Arte

La expresión fundida a negro

'La brecha de Víznar', 1966, obra de José Guerrero.

Escapar de España para encontrarse a sí mismo. Para caminar hacia el arte y los sueños, y dejar atrás lo pequeño y lo opresivo. Partir en busca de una libertad que finalmente, tras muchos rodeos, se hace carne en Nueva York. No es la historia de un joven de estos tiempos de emigración, sino la de otro joven en otros tiempos de emigración, que él emprendió por voluntad propia. La leyenda de la época en que el pintor José Guerrero (1914-1991) vivió y creó en la ciudad estadounidense, 16 años que empezaron a contar a contar a sus 36, a partir de 1950.

Asfixiado por su Granada natal, ciudad con la que acabaría por reconciliarse, el artista marchó para convertirse en aquello a lo que aspiraba. De esos tres lustros en la urbe de los rascacielos, que entonces tomaba el testigo a París como epicentro de la modernidad, da cuenta la exposición The presence of black, hasta el 6 de abril en la Casa de las Alhajas de Madrid. La muestra, la primera en acotar y subrayar los años americanos del pintor, procede de la Alhambra y el Centro José Guerrero, y pasará posteriormente a la Fundació Suñol de Barcelona (del 7 de mayo al 5 de septiembre).

Representante español del movimiento estadounidense por antonomasia, el expresionismo abstracto, Guerrero se introdujo en los ambientes neoyorquinos de vanguardia de la mano de la que sería su esposa desde 1949, la periodista de la revista Life Roxane Whittier Pollock. Más tarde, a partir de 1954, le proporcionaría la plataforma para acercarse y mezclarse con los grandes de la época –Kline, Pollock, Rothko, Still- la galerista Betty Parsons, que albergó en su espacio las primeras exposiciones individuales de Guerrero en tierras estadounidenses.

Vista de la exposición | FUNDACIÓN MONTEMADRID

Obsesionado con la fuerza del color, que como él mismo explicó en una entrevista se escondía en todos los rincones de la vida que él vivía, en “el cielo, el campo, las flores, las verbenas, los balones de los niños, los columpios”, Guerrero, de quien se han cumplido cien años de su nacimiento, efeméride que quiere conmemorar esta muestra, experimentó con las texturas y los materiales en murales que pasarían a llamarse frescos portátiles, de los que pueden contemplarse cinco ejemplos.

Aquellas obras, hijas de la simbiosis entre pintura y arquitectura por la utilización de materiales de construcción como la uralita, los ladrillos refractarios o bloques de cemento, acompañan otras indagaciones guerrerianas, algunas -como aquellas- inéditas en España, que jalonan el recorrido de la exposición, dividido en cinco apartados. Al centenar de murales, dibujos, pinturas y grabados que pueden verse, comisariados por Yolanda Romero, se suma también una copiosa documentación, con fotografías, películas, carteles o catálogos.

::::

> **Las tareas**:
- 1) Enumera los artistas que el texto sobre José Guerrero menciona como los grandes de la época con los que se mezcló.
- 2) Cita del texto sobre José Guerrero el tramo que va desde "Representante español del" hasta "en tierras estadounidenses.".
Los registros no hacen falta.

Entradas de señalización de objetos con nombre
::::

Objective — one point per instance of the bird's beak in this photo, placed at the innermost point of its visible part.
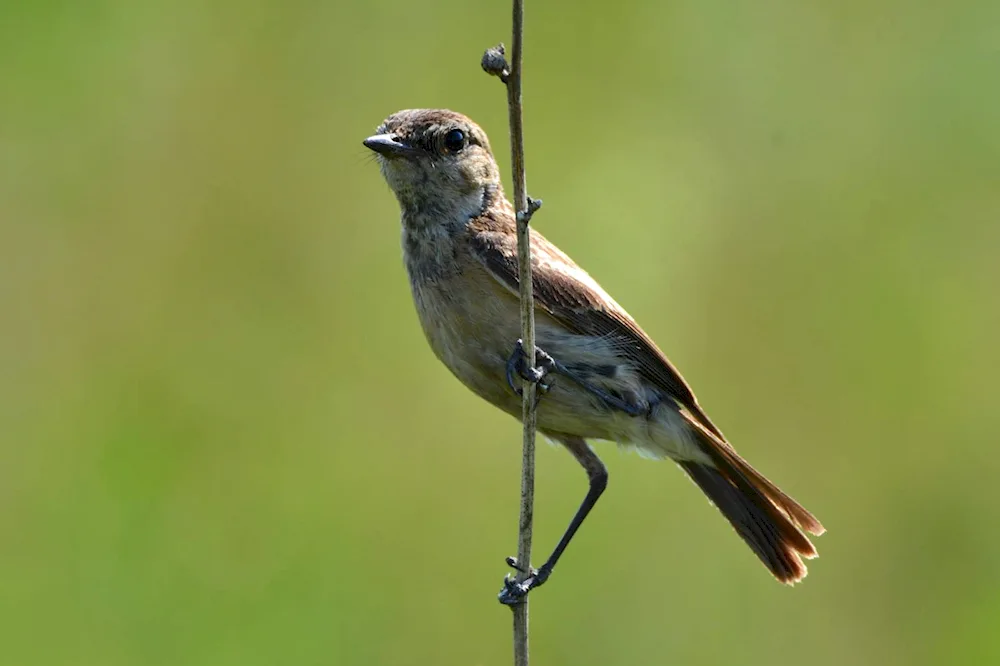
(388, 145)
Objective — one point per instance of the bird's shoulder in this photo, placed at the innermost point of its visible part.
(566, 292)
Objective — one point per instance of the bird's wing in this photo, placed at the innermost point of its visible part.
(568, 294)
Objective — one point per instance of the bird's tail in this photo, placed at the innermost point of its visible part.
(770, 522)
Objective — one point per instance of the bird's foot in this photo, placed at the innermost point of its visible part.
(517, 364)
(515, 591)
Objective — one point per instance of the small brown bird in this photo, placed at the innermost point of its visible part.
(603, 377)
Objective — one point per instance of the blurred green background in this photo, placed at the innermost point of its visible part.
(223, 439)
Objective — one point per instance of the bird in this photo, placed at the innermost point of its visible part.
(600, 376)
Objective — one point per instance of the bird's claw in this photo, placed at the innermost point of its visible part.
(514, 591)
(516, 365)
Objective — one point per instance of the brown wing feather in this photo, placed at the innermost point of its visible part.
(567, 293)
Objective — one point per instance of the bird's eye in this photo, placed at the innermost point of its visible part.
(454, 140)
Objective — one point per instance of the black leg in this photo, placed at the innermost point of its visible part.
(513, 592)
(546, 365)
(516, 364)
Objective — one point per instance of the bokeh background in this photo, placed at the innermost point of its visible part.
(223, 439)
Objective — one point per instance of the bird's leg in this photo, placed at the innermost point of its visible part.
(546, 365)
(516, 364)
(513, 592)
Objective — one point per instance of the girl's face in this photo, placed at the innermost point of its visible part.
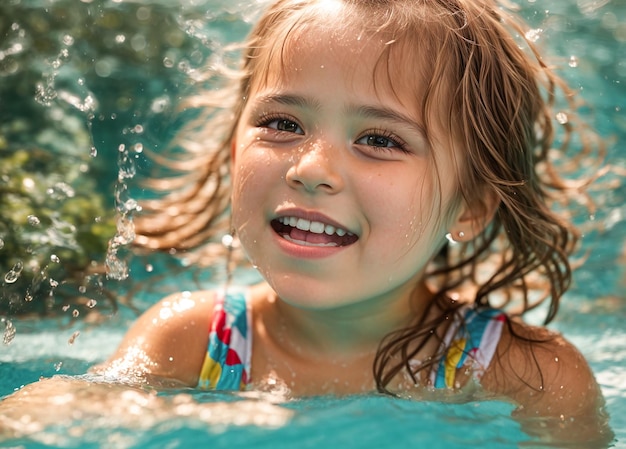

::::

> **Los resultados**:
- 1) Kline, Pollock, Rothko, Still

- 2)
Representante español del movimiento estadounidense por antonomasia, el expresionismo abstracto, Guerrero se introdujo en los ambientes neoyorquinos de vanguardia de la mano de la que sería su esposa desde 1949, la periodista de la revista Life Roxane Whittier Pollock. Más tarde, a partir de 1954, le proporcionaría la plataforma para acercarse y mezclarse con los grandes de la época –Kline, Pollock, Rothko, Still- la galerista Betty Parsons, que albergó en su espacio las primeras exposiciones individuales de Guerrero en tierras estadounidenses.